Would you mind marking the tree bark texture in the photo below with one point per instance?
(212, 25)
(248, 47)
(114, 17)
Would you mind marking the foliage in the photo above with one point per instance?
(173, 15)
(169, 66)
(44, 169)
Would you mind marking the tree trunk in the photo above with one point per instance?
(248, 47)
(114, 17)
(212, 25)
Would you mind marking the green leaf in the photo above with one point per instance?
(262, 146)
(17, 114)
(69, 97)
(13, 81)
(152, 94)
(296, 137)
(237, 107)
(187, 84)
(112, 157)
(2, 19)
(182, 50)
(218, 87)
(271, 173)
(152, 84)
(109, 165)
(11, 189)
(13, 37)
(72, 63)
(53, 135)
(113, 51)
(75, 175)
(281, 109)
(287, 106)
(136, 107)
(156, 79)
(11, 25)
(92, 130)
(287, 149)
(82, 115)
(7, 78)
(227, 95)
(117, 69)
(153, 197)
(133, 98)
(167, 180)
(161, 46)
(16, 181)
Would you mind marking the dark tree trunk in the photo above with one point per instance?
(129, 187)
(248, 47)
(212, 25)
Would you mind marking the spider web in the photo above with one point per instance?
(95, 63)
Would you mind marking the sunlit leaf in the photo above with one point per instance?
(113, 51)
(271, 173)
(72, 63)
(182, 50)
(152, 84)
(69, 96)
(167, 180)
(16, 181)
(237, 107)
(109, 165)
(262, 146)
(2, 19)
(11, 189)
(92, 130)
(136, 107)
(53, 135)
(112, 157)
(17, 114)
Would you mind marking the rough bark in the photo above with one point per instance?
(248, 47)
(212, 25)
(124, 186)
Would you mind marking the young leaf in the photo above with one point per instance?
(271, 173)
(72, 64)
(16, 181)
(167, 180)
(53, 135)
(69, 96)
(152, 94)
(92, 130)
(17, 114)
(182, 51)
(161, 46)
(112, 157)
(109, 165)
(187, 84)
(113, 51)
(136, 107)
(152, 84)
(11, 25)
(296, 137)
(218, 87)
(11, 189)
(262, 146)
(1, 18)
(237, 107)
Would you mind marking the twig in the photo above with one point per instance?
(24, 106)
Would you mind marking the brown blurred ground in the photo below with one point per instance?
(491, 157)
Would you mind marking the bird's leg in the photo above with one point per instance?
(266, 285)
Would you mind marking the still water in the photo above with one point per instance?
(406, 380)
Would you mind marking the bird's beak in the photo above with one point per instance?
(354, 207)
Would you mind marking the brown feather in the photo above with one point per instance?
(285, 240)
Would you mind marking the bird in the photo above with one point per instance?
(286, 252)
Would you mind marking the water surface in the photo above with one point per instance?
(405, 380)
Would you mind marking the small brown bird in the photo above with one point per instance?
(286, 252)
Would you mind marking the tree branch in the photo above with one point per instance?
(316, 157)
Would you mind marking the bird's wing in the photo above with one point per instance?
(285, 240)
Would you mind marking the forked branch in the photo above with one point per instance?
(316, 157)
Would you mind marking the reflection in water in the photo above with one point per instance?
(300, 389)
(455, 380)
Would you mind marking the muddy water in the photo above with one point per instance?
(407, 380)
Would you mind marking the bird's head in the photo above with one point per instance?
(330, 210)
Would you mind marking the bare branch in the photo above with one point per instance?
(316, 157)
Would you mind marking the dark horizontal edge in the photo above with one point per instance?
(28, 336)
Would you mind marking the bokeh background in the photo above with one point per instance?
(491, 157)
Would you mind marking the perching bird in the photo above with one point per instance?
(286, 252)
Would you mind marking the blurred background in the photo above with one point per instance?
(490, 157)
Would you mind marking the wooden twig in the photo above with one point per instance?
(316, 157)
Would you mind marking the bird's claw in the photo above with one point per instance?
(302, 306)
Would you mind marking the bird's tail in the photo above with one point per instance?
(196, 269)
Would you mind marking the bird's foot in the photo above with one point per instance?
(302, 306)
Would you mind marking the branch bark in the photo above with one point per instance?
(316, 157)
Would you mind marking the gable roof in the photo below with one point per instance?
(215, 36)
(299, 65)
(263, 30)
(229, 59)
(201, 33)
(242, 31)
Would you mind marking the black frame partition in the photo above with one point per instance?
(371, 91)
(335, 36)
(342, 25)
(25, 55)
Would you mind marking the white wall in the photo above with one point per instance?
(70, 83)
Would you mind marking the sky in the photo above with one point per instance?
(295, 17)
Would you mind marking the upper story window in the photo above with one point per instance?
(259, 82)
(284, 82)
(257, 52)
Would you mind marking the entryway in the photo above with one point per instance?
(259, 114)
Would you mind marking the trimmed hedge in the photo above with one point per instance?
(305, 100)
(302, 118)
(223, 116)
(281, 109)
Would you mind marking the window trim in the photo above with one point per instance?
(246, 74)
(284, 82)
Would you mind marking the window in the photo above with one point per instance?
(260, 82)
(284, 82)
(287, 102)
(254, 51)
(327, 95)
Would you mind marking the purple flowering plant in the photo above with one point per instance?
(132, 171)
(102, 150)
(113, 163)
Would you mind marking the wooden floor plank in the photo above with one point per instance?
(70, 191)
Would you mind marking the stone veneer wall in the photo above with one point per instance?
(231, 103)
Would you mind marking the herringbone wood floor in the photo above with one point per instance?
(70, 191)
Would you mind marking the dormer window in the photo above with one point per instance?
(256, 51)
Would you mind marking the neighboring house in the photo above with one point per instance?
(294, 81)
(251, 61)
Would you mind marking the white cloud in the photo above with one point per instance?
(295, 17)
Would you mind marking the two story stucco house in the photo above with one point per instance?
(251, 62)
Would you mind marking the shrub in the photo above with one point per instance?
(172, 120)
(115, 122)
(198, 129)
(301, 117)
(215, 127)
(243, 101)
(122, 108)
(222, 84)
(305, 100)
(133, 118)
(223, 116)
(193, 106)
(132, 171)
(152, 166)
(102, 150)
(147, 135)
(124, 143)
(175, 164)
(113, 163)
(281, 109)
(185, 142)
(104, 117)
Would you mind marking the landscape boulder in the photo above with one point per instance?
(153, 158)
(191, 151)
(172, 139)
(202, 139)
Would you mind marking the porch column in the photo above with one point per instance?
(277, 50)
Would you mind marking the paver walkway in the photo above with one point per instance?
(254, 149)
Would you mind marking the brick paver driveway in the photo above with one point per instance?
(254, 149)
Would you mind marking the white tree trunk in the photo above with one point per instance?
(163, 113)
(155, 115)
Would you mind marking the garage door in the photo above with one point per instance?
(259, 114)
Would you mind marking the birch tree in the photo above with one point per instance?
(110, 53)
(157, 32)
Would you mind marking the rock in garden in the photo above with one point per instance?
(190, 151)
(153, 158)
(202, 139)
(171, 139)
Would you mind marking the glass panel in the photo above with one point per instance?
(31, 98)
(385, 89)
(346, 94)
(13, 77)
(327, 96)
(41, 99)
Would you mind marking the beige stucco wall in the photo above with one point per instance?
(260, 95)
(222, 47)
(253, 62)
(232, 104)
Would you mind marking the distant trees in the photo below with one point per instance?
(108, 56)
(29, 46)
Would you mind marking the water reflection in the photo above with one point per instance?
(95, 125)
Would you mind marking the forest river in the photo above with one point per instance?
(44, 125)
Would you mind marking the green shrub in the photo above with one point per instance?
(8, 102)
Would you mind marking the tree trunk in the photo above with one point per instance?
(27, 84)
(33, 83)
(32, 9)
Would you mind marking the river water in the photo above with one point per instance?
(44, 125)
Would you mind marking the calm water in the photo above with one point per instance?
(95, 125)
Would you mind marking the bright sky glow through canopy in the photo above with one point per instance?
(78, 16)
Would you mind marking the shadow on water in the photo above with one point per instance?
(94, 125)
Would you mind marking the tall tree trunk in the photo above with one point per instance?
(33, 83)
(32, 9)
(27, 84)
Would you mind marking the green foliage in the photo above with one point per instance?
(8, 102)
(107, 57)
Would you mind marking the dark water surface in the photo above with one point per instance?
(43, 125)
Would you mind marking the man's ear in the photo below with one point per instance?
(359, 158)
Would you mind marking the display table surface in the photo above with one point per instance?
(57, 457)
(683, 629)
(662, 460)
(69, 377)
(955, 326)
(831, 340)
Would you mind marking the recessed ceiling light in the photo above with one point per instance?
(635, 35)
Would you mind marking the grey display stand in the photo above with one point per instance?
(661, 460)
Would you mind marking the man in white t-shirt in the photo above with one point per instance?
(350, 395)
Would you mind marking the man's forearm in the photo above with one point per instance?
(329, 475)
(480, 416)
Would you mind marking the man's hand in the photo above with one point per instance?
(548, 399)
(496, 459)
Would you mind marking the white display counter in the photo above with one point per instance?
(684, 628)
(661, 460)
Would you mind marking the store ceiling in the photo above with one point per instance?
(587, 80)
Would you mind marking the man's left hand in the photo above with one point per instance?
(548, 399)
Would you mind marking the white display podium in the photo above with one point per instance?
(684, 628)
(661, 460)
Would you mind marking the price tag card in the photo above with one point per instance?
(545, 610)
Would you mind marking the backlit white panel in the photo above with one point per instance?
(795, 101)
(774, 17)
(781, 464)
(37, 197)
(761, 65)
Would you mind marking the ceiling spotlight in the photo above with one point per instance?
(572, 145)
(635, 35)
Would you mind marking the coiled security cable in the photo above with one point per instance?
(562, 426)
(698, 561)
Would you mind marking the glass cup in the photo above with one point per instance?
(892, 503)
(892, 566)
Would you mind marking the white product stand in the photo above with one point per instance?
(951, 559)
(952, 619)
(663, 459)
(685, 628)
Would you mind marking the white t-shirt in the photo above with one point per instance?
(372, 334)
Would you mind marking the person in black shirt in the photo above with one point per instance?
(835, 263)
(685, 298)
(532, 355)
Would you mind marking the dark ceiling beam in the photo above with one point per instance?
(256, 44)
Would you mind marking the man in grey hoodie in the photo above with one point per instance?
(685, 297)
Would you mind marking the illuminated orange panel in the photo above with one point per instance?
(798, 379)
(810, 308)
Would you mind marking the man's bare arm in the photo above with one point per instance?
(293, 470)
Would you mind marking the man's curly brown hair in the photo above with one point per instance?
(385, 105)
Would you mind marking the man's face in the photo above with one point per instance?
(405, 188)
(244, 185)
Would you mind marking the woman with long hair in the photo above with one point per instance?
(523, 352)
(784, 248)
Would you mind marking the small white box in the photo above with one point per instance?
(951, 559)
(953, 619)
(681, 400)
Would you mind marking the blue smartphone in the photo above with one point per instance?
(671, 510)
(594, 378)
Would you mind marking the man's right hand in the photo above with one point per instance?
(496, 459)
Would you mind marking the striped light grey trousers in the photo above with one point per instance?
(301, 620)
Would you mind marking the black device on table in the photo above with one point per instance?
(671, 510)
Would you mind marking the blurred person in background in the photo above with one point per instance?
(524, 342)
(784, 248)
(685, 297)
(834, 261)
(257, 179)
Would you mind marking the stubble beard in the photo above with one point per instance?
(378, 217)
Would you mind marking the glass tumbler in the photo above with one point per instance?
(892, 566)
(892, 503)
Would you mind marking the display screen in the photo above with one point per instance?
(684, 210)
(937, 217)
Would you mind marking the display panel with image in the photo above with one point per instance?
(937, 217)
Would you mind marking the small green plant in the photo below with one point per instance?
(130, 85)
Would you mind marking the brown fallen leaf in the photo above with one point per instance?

────────────────────────────────────────

**SHORT PROBLEM**
Using the material above, extract the line that contains "Would you mind marking the man's right" and every line after it, exactly as given; stop at the last line.

**FULL OUTPUT**
Would you mind marking the man's right hand in the photo above with one point per instance?
(496, 459)
Would you mind marking the striped light grey trousers in the photo above with one point per instance?
(301, 620)
Would you mind marking the black device on table in the photo above with one point per instance?
(671, 510)
Would you mind marking the blurred person in background in the photo above with one point per instance?
(524, 342)
(784, 248)
(685, 297)
(834, 261)
(257, 179)
Would you mind marking the stubble beard in the photo above with one point per instance?
(378, 217)
Would you mind marking the glass tumbler in the photo above with one point per instance?
(892, 566)
(892, 503)
Would you mind marking the display screen in the photo above with one point per instance?
(684, 210)
(937, 217)
Would you mind marking the display panel with image in the photo above with one point per instance?
(937, 217)
Would you mind marking the small green plant in the photo below with one point per instance?
(130, 85)
Would you mind marking the brown fallen leaf in the photo above with one point per instance?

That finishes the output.